** begin Data rows **

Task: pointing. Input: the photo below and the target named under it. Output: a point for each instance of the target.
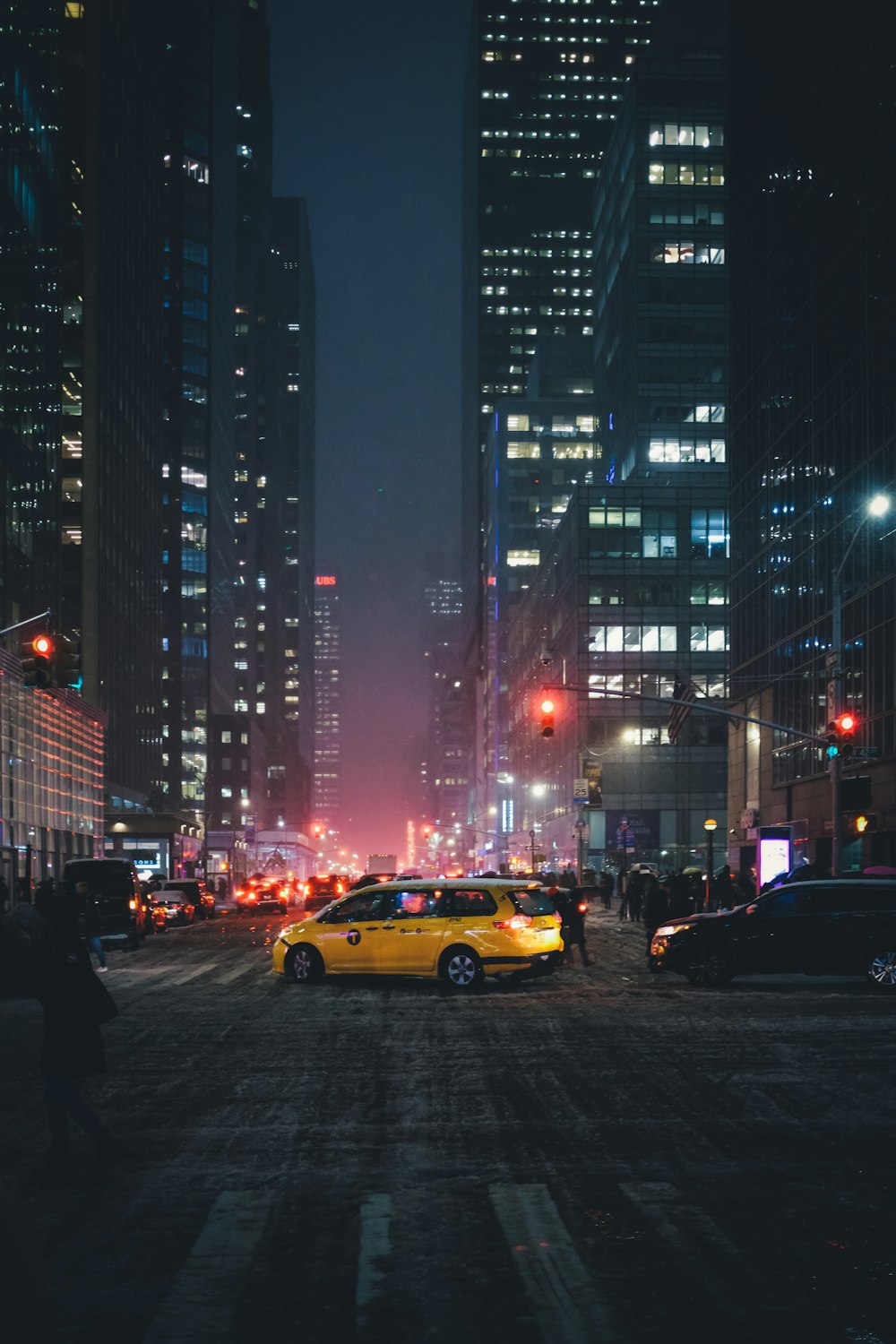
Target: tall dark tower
(544, 88)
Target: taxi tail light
(517, 921)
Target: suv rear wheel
(882, 969)
(461, 968)
(710, 968)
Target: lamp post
(876, 507)
(710, 825)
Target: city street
(602, 1156)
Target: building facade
(544, 86)
(813, 427)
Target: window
(708, 639)
(686, 451)
(471, 903)
(708, 593)
(614, 518)
(685, 175)
(573, 452)
(659, 539)
(411, 905)
(700, 134)
(632, 639)
(708, 532)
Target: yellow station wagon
(458, 930)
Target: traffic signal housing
(38, 653)
(840, 736)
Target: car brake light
(517, 921)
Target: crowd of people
(642, 897)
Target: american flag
(685, 691)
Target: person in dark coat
(73, 1046)
(573, 905)
(656, 905)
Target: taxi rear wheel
(461, 968)
(304, 965)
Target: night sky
(367, 126)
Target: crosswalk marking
(374, 1246)
(201, 1303)
(563, 1297)
(228, 976)
(198, 970)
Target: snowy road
(605, 1156)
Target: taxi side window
(365, 906)
(413, 905)
(471, 903)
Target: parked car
(112, 886)
(457, 930)
(201, 895)
(177, 906)
(817, 927)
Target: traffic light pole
(834, 763)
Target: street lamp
(874, 507)
(710, 825)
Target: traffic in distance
(463, 929)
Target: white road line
(228, 978)
(201, 1304)
(374, 1246)
(562, 1295)
(198, 970)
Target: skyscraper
(813, 432)
(544, 88)
(327, 797)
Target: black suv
(823, 927)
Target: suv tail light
(517, 921)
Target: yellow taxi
(454, 929)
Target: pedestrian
(656, 905)
(573, 908)
(74, 1004)
(634, 895)
(678, 895)
(721, 890)
(90, 914)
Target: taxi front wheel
(304, 965)
(461, 968)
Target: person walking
(573, 906)
(91, 922)
(634, 892)
(74, 1004)
(656, 906)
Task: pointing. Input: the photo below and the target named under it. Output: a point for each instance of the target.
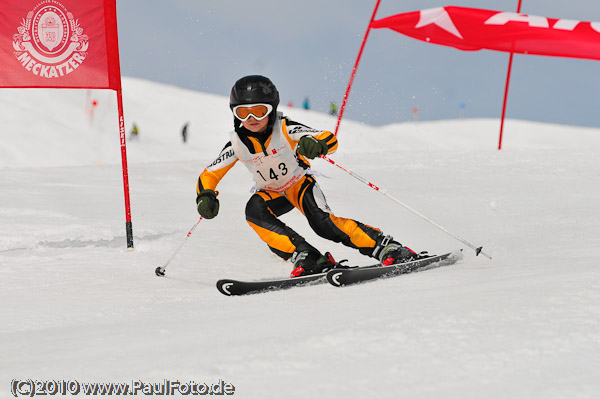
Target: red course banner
(476, 29)
(59, 43)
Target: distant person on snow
(134, 134)
(276, 150)
(333, 108)
(184, 132)
(306, 103)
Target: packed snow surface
(77, 306)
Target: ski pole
(478, 250)
(160, 271)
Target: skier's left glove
(311, 147)
(208, 204)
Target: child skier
(276, 150)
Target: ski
(235, 287)
(342, 277)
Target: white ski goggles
(258, 111)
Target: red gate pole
(506, 90)
(128, 224)
(362, 46)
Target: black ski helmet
(254, 89)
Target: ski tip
(224, 287)
(333, 277)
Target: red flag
(59, 43)
(476, 29)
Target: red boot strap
(297, 272)
(388, 261)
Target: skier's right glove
(208, 204)
(311, 147)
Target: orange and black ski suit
(284, 182)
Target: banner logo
(50, 42)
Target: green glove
(208, 204)
(311, 147)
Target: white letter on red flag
(477, 29)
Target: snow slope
(78, 306)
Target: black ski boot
(390, 252)
(310, 261)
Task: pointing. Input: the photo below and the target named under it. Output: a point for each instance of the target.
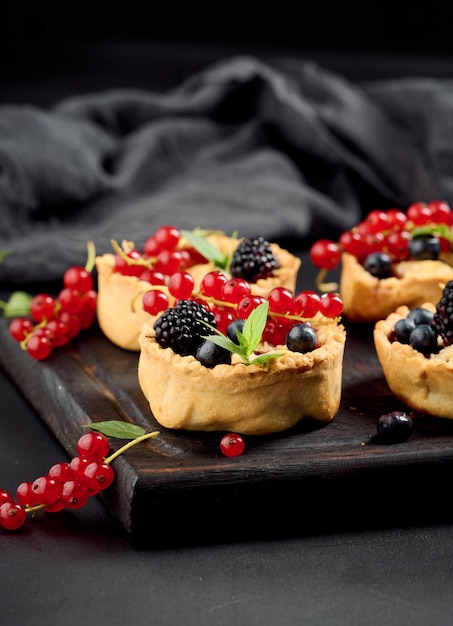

** end Data rows **

## To do
Locate every line in the entries above that contains the string "light", treating case as significant, and copy each of those lines.

## Answer to this task
Target: taxi tail light
Target: car brake light
Target: traffic light pole
Target: suv tail light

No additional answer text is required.